++++ PAGE EXCERPT

Thanks Calvamos! BUT I REALLY, REALLY WANT IT NOW!!!!!!  :lol::wacko:

DD_bongodriver
Posted

Yes, no consumer version released yet, and I am beginning to feel that demand will be higher than supply, I'm loving my developer kit.

Posted

Yes. Well, some women spend 3x as much on a Louis v handbag, if a dev kit gives you much enjoyment in games like Elite and Star citizen and Bos,  then why not.

DD_bongodriver
Posted

Yes. Well, some women spend 3x as much on a Louis v handbag, if a dev kit gives you much enjoyment in games like Elite and Star citizen and Bos,  then why not.

 

I'm not making an argument against the OR, quite the opposite, maybe I read your response incorrectly but it feels confrontational.

Posted (edited)

Hmm I read your post as a case for buying the devkit now. I agree, why not, if you really want it now. Just consider the release date of the consumer version (which will be HD). I've seen a roadmap powerpoint that says Q3/Q4 2014, but it's not confirmed.

 

Another consideration is that Q3 2014 is actually too late for Bos, Elite and maybe other "would be awesome in OR" type games on your radar.

Edited by Calvamos
Posted

If you have money to burn then buying the OR now is not a problem, but the current DK1 available for sale is a very early prototype, with very low resolution, motion blur, 3DOF, no physical IPD  adjustment, and motion sickness problems etc.   The consumer version will probably have none of these issues.  Still no word on the official release date, but there are hopes it could be released by the end of this year.  The developer has suggested that they want to make sure their first consumer version is successful, they don't want the kill the golden goose, by releasing the first consumer version before its ready, with all the bad publicity that would entail. 

Posted (edited)

How will OR effect the graphics card requirement? Will one good card give the same sort of immersion as a 3 screen set up powered by the likes of 3x 780's?

++++++++

SET TASK A —
Update the records in the part that opens with the line containing "In this exercise you will mark the distant" and closes with the line containing "column 678, row 73", replacing "format" with "layout" and keeping everything else the same. Give back only those lines.
The forum thread and the records were taken from unrelated sources.

++++ ENTRIES PROVIDED

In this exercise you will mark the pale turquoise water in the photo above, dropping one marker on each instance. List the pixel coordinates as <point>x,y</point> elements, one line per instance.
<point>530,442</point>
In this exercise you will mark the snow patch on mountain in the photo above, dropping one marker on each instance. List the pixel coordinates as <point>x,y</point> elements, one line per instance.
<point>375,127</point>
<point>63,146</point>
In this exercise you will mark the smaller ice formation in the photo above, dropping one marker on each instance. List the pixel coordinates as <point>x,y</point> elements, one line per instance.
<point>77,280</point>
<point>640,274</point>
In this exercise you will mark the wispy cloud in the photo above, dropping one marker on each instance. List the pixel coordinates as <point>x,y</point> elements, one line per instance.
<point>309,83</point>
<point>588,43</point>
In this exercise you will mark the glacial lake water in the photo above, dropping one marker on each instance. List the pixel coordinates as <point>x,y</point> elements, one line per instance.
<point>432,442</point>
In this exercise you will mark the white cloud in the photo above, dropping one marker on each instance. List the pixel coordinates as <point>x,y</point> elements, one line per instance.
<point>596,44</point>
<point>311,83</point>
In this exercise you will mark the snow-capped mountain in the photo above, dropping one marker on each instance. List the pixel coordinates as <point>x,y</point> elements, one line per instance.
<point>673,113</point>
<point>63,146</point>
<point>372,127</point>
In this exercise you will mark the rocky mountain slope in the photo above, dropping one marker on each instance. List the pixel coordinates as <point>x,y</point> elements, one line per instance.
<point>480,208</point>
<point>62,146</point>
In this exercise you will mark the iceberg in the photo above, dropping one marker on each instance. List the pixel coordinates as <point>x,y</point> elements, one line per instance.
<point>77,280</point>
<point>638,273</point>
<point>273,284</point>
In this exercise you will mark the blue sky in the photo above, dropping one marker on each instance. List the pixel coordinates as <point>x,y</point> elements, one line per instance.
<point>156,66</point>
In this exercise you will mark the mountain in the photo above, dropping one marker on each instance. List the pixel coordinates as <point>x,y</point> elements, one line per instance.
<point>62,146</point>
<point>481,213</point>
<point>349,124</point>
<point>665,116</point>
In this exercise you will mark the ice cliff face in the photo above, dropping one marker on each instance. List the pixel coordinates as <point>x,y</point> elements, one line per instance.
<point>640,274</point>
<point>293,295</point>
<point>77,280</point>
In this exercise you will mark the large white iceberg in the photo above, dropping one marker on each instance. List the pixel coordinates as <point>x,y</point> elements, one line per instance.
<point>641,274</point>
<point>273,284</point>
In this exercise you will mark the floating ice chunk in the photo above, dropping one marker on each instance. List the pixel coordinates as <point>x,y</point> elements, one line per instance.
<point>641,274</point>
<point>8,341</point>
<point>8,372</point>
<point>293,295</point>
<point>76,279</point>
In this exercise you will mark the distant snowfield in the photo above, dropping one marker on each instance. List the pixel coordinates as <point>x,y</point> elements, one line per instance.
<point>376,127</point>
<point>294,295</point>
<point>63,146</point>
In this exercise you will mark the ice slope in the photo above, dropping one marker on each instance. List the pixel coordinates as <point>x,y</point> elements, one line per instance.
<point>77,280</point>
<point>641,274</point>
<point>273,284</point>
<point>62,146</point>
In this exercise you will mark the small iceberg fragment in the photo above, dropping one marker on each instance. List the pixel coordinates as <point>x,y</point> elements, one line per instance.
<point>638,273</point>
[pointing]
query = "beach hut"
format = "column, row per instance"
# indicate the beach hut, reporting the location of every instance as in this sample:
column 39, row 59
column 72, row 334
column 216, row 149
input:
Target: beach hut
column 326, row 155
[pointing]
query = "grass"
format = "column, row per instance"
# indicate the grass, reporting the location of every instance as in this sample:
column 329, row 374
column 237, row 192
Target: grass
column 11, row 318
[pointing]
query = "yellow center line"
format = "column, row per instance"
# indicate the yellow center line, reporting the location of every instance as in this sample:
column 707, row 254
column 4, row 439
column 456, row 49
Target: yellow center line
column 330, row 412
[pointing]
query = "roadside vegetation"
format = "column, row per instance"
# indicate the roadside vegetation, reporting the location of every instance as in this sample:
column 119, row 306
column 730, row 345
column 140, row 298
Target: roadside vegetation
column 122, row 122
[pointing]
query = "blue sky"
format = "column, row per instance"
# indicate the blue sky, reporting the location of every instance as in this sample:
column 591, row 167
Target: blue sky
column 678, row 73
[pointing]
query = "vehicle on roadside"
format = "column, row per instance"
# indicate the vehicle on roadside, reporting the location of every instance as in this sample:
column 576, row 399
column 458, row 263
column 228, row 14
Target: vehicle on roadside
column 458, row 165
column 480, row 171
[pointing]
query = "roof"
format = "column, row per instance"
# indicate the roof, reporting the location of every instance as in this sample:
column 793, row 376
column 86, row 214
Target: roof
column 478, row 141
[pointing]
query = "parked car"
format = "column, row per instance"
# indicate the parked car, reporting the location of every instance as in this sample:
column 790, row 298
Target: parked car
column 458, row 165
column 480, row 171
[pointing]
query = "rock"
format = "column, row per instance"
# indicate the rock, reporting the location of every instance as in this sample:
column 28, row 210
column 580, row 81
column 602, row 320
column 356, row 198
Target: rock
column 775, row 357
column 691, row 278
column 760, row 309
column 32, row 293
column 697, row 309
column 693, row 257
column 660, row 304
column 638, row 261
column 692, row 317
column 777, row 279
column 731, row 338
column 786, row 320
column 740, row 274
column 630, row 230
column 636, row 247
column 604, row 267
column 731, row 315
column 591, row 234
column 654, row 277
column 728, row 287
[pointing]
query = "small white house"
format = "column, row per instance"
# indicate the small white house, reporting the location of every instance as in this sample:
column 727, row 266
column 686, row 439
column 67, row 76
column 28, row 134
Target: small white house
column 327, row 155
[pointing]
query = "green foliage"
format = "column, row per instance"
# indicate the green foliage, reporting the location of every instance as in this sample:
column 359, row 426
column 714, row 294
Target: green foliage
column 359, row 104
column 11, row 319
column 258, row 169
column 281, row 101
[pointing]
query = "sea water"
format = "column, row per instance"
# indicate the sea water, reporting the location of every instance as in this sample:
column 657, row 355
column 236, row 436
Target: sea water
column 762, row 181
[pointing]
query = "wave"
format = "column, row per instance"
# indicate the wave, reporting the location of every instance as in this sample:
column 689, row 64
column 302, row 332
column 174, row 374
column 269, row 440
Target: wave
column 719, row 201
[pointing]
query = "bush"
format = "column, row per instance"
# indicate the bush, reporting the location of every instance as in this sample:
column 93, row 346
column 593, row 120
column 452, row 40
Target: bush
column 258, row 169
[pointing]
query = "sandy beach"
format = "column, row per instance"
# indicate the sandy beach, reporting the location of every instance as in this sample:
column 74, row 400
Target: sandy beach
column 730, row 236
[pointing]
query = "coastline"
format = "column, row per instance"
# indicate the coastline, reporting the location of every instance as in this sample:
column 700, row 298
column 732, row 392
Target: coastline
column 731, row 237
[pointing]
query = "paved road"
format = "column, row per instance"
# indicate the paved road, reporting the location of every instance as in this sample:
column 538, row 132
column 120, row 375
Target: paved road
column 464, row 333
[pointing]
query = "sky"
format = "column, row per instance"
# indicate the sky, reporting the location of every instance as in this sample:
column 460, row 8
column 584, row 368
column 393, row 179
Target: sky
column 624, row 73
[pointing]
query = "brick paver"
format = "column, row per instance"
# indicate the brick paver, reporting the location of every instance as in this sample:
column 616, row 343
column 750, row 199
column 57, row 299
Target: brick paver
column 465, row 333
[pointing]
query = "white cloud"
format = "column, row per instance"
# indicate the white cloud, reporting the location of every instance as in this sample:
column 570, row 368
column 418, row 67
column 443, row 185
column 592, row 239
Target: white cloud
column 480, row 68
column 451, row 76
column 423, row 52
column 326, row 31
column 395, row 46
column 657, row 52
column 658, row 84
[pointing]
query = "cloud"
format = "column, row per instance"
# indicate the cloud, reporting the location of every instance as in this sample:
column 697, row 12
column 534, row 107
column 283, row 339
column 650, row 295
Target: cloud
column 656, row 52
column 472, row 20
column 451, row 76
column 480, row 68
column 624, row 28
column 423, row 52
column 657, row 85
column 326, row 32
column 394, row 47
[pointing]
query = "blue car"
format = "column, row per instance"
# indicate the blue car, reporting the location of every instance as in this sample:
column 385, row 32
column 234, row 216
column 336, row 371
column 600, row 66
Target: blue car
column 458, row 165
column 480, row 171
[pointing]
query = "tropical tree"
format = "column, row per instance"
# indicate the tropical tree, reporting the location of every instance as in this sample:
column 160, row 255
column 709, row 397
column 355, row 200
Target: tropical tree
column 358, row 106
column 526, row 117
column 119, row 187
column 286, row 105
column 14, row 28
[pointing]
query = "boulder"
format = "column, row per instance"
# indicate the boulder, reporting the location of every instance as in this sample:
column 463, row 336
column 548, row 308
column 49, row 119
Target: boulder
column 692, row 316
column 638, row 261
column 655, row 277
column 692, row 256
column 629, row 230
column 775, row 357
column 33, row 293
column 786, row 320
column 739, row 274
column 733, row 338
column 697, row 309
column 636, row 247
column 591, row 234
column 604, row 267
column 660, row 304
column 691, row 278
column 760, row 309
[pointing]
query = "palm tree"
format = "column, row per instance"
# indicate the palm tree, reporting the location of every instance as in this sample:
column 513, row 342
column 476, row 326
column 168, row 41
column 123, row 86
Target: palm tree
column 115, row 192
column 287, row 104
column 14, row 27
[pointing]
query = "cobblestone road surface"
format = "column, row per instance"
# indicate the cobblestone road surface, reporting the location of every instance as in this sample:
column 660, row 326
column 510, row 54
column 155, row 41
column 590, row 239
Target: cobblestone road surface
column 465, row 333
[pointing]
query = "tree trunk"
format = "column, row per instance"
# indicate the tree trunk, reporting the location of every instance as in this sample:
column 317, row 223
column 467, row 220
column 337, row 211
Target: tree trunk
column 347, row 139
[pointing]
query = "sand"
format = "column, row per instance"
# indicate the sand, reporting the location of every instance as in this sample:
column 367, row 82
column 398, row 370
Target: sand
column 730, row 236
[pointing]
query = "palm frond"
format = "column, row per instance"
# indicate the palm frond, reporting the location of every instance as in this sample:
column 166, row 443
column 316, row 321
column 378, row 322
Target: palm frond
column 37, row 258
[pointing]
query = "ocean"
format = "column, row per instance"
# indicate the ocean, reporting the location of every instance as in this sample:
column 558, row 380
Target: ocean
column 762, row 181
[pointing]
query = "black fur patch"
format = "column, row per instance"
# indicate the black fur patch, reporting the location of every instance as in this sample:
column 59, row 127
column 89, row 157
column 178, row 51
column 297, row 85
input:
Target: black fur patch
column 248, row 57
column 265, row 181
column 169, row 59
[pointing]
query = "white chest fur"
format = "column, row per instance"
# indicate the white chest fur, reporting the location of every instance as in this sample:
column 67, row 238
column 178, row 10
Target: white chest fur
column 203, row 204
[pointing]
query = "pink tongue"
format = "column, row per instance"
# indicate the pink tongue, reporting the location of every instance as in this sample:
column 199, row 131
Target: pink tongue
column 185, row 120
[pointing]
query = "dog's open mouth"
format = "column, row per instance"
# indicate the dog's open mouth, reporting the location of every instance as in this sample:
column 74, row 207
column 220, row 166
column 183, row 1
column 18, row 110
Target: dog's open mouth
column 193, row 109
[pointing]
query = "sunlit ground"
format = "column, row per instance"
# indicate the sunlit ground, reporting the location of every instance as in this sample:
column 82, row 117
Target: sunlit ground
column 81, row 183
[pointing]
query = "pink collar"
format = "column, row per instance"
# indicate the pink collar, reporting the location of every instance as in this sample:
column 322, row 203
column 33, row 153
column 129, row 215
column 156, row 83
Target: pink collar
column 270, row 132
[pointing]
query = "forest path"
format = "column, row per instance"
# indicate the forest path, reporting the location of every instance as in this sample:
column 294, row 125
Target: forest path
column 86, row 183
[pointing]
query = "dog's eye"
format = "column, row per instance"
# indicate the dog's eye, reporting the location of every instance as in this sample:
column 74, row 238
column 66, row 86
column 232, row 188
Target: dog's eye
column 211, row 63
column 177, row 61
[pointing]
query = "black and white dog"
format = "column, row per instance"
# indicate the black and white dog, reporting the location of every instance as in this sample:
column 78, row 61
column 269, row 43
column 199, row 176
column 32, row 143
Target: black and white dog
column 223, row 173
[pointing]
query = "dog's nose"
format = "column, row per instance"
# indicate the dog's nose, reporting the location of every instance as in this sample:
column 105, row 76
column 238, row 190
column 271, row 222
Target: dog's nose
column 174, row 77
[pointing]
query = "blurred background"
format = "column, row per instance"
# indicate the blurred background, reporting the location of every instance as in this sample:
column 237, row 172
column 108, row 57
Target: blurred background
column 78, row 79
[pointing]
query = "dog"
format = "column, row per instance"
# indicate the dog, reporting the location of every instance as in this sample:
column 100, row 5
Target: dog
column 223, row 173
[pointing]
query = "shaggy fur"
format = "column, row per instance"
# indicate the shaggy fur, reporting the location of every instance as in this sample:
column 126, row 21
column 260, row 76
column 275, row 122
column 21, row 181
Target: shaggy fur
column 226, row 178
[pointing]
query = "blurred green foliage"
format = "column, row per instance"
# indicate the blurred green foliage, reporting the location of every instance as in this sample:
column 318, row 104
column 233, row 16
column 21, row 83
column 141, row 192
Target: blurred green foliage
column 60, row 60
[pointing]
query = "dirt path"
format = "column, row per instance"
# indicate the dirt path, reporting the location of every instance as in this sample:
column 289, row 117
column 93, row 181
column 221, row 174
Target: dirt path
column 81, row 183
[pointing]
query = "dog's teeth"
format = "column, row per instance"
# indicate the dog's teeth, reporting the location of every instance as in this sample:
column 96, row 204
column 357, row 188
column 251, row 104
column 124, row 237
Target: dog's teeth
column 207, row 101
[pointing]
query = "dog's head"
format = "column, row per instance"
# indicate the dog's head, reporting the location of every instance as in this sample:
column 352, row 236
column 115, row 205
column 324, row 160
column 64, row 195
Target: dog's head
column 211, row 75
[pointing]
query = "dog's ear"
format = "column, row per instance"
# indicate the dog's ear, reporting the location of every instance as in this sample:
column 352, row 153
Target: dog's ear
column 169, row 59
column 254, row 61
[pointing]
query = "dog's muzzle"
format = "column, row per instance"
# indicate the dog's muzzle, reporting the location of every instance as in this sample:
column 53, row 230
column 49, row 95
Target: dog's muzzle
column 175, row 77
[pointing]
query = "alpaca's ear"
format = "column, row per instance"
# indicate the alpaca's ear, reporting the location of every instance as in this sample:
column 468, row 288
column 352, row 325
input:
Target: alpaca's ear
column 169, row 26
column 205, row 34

++++++++

SET TASK B —
Answer these questions about the forum thread.
(i) Which user's name appears in the note saying a post was edited?
(ii) What release window did the roadmap slides mentioned in the thread give for the consumer version?
(iii) How many 780 cards power the three-screen setup described in the last post?

TASK RESULT A —
In this exercise you will mark the distant snowfield in the photo above, dropping one marker on each instance. List the pixel coordinates as <point>x,y</point> elements, one line per instance.
<point>376,127</point>
<point>294,295</point>
<point>63,146</point>
In this exercise you will mark the ice slope in the photo above, dropping one marker on each instance. List the pixel coordinates as <point>x,y</point> elements, one line per instance.
<point>77,280</point>
<point>641,274</point>
<point>273,284</point>
<point>62,146</point>
In this exercise you will mark the small iceberg fragment in the photo above, dropping one marker on each instance. List the pixel coordinates as <point>x,y</point> elements, one line per instance.
<point>638,273</point>
[pointing]
query = "beach hut"
layout = "column, row per instance"
# indicate the beach hut, reporting the location of every instance as in this sample:
column 39, row 59
column 72, row 334
column 216, row 149
input:
Target: beach hut
column 326, row 155
[pointing]
query = "grass"
layout = "column, row per instance"
# indicate the grass, reporting the location of every instance as in this sample:
column 329, row 374
column 237, row 192
Target: grass
column 11, row 318
[pointing]
query = "yellow center line"
layout = "column, row per instance"
# indicate the yellow center line, reporting the location of every instance as in this sample:
column 707, row 254
column 4, row 439
column 456, row 49
Target: yellow center line
column 330, row 412
[pointing]
query = "roadside vegetation"
layout = "column, row per instance"
# indicate the roadside vegetation, reporting the location of every instance as in this sample:
column 119, row 306
column 730, row 345
column 140, row 298
Target: roadside vegetation
column 122, row 122
[pointing]
query = "blue sky"
layout = "column, row per instance"
# indicate the blue sky, reporting the location of every instance as in this sample:
column 591, row 167
Target: blue sky
column 678, row 73

TASK RESULT B —
(i) Calvamos
(ii) Q3/Q4 2014
(iii) Three